§ **Exercise prompt**
Copy out the stretch from the line containing "The component shall locate one point per instance of the hazy" through the end of the entries, substituting "overcast sky" for "hazy sky" and changing nothing else.

§ **Object position labeling entries**
********************

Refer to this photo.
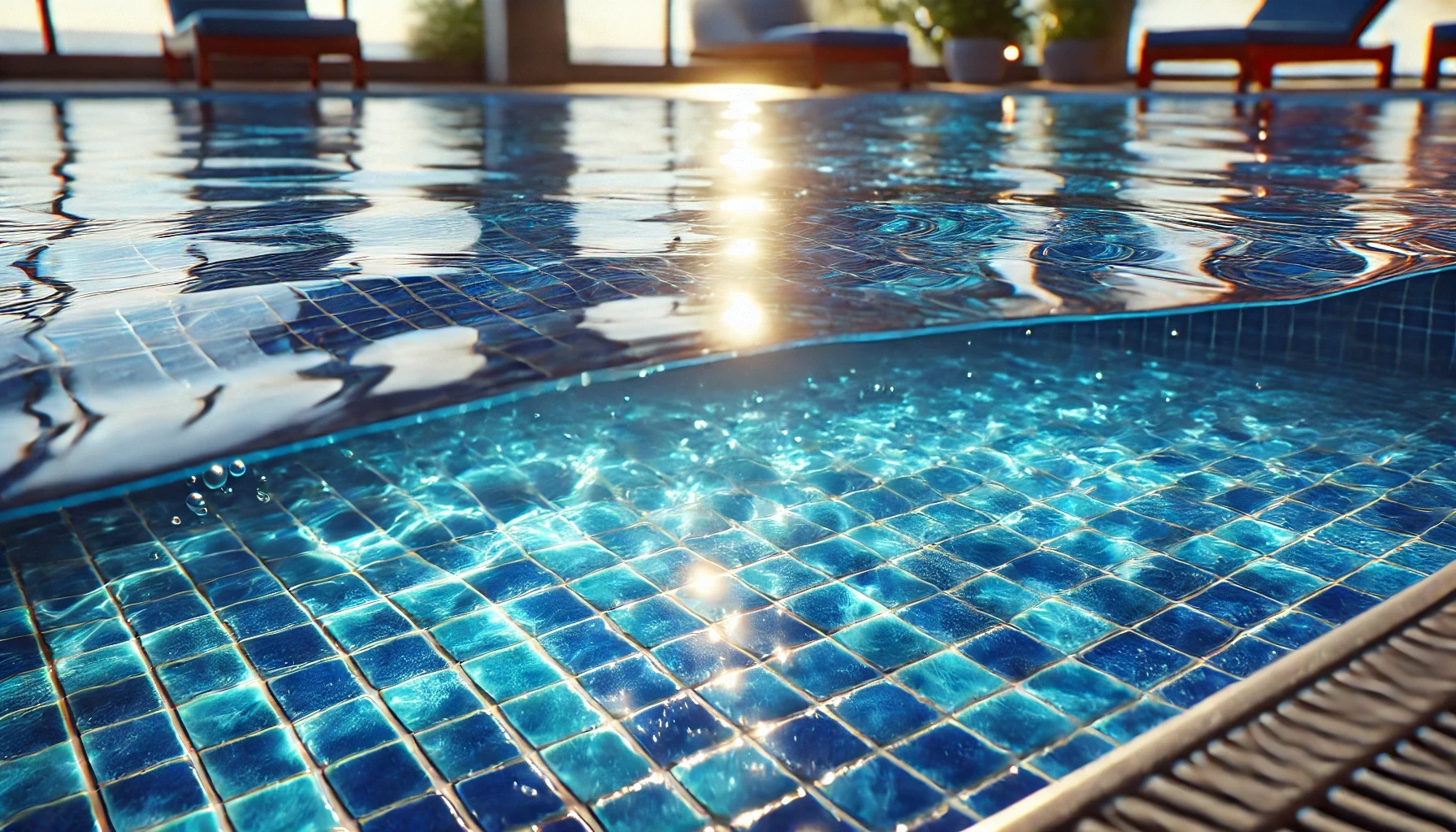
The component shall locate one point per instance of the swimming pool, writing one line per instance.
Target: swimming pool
(1181, 404)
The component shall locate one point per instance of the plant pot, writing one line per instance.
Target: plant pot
(1082, 62)
(976, 60)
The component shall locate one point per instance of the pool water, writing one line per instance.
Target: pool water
(889, 583)
(587, 481)
(185, 279)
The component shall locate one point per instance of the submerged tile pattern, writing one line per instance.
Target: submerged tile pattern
(251, 270)
(873, 586)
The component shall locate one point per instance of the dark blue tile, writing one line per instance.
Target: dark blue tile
(132, 747)
(344, 730)
(1072, 755)
(823, 670)
(654, 621)
(1165, 576)
(1117, 600)
(154, 796)
(546, 611)
(1193, 633)
(287, 650)
(1016, 722)
(97, 707)
(466, 747)
(1079, 691)
(252, 762)
(1233, 605)
(1003, 791)
(1292, 630)
(1047, 571)
(628, 685)
(584, 646)
(509, 797)
(1338, 604)
(800, 815)
(676, 729)
(1136, 661)
(700, 657)
(947, 620)
(314, 688)
(1246, 656)
(430, 813)
(1009, 652)
(882, 795)
(1130, 723)
(812, 745)
(989, 548)
(1194, 687)
(393, 662)
(766, 631)
(752, 697)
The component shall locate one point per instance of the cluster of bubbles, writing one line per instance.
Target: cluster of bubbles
(214, 479)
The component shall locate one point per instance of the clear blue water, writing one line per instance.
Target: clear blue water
(189, 279)
(851, 586)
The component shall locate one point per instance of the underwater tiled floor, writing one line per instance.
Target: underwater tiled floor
(864, 587)
(239, 271)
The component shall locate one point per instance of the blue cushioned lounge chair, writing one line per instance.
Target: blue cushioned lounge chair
(1443, 46)
(1283, 31)
(783, 29)
(266, 28)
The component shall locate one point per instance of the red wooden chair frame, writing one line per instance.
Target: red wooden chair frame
(816, 56)
(1441, 50)
(1257, 62)
(204, 47)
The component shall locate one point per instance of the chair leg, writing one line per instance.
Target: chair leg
(1388, 67)
(360, 70)
(1145, 70)
(169, 62)
(204, 66)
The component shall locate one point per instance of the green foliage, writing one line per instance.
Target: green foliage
(1077, 20)
(448, 31)
(938, 20)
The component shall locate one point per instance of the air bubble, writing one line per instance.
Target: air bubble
(197, 503)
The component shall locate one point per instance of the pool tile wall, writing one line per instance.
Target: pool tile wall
(873, 586)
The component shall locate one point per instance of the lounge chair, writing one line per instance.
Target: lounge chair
(785, 31)
(1281, 32)
(1443, 46)
(266, 28)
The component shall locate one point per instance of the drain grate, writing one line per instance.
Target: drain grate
(1363, 740)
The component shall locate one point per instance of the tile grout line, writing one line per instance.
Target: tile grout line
(73, 732)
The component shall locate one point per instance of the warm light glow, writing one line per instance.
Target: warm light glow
(743, 206)
(743, 248)
(742, 130)
(744, 159)
(743, 317)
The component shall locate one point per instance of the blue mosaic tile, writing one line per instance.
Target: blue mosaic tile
(1025, 591)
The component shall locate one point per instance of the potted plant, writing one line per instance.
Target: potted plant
(977, 38)
(1085, 40)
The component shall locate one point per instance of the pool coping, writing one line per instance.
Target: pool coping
(1081, 796)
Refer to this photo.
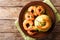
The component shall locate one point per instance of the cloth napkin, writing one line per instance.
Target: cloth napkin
(30, 38)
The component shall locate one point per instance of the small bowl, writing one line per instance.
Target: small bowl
(50, 13)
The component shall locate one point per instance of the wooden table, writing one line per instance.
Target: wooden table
(9, 12)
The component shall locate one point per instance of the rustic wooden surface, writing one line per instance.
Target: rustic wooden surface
(9, 12)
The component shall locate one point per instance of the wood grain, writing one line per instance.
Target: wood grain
(12, 12)
(9, 12)
(10, 36)
(14, 36)
(8, 26)
(23, 2)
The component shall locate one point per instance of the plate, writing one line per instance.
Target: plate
(49, 12)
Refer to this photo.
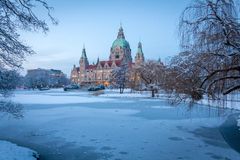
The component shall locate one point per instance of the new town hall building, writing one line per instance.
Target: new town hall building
(100, 73)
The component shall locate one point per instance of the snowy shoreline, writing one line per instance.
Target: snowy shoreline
(11, 151)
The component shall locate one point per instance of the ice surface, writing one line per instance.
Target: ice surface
(10, 151)
(111, 128)
(55, 97)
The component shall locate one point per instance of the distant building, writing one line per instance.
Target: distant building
(99, 73)
(37, 78)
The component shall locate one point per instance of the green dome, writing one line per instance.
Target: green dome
(121, 43)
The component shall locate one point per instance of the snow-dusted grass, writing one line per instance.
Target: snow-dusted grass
(10, 151)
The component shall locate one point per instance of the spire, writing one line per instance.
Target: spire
(97, 61)
(121, 33)
(140, 48)
(84, 55)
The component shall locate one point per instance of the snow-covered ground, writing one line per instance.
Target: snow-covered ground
(80, 126)
(10, 151)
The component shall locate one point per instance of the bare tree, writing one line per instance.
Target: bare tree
(210, 32)
(15, 15)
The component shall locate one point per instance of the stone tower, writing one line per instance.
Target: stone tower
(83, 60)
(139, 58)
(120, 49)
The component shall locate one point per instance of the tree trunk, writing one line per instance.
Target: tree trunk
(153, 93)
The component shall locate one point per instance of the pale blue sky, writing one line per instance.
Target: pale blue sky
(95, 23)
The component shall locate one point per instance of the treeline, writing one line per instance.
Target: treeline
(209, 64)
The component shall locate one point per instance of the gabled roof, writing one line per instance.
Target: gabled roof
(91, 67)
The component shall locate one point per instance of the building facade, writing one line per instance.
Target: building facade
(100, 73)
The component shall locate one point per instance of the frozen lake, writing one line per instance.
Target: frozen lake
(78, 126)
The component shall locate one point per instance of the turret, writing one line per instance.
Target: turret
(83, 60)
(139, 58)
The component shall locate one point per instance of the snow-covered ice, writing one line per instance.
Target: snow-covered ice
(55, 97)
(10, 151)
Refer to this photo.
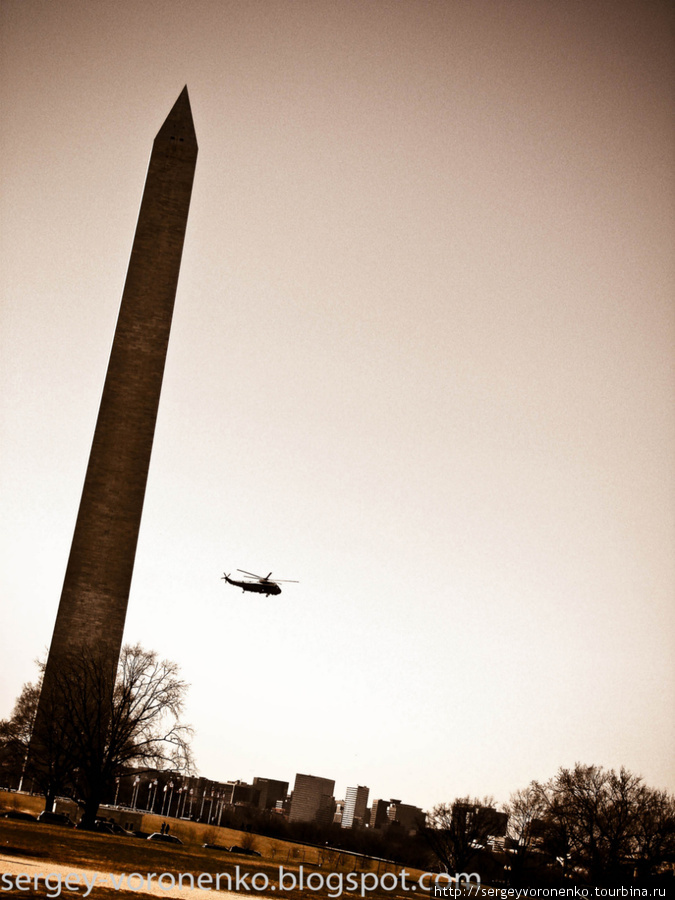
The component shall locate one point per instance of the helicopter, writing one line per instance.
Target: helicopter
(263, 584)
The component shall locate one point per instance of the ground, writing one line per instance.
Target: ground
(30, 849)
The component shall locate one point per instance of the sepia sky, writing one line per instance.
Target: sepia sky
(422, 361)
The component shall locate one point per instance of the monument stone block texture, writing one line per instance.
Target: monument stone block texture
(95, 594)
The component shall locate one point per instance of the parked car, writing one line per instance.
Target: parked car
(18, 814)
(98, 825)
(48, 818)
(165, 838)
(243, 851)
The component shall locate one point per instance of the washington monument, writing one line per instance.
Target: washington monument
(93, 606)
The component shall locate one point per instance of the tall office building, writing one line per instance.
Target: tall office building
(95, 594)
(312, 800)
(356, 802)
(271, 792)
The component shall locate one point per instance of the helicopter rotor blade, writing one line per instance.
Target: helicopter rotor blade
(252, 574)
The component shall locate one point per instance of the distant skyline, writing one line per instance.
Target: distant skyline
(422, 361)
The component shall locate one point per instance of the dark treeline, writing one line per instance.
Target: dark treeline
(586, 825)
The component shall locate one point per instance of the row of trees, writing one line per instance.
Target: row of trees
(89, 736)
(586, 824)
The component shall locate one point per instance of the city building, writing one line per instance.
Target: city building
(312, 800)
(356, 803)
(271, 792)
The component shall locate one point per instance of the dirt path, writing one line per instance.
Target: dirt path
(94, 885)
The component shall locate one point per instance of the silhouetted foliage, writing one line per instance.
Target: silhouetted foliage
(87, 734)
(601, 824)
(458, 832)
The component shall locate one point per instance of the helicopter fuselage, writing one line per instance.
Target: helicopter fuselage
(256, 587)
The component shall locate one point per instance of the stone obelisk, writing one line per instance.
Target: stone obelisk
(95, 593)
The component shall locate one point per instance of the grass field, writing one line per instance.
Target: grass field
(123, 855)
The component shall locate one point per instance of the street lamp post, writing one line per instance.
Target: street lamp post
(134, 799)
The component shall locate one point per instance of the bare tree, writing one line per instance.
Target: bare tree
(654, 831)
(457, 832)
(526, 811)
(90, 734)
(606, 823)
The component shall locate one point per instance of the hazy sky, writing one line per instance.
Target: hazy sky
(422, 360)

********************

§ **Worked solution**
The component shall locate one point per instance of the overcast sky, writing one line per instance.
Target: overcast sky
(422, 360)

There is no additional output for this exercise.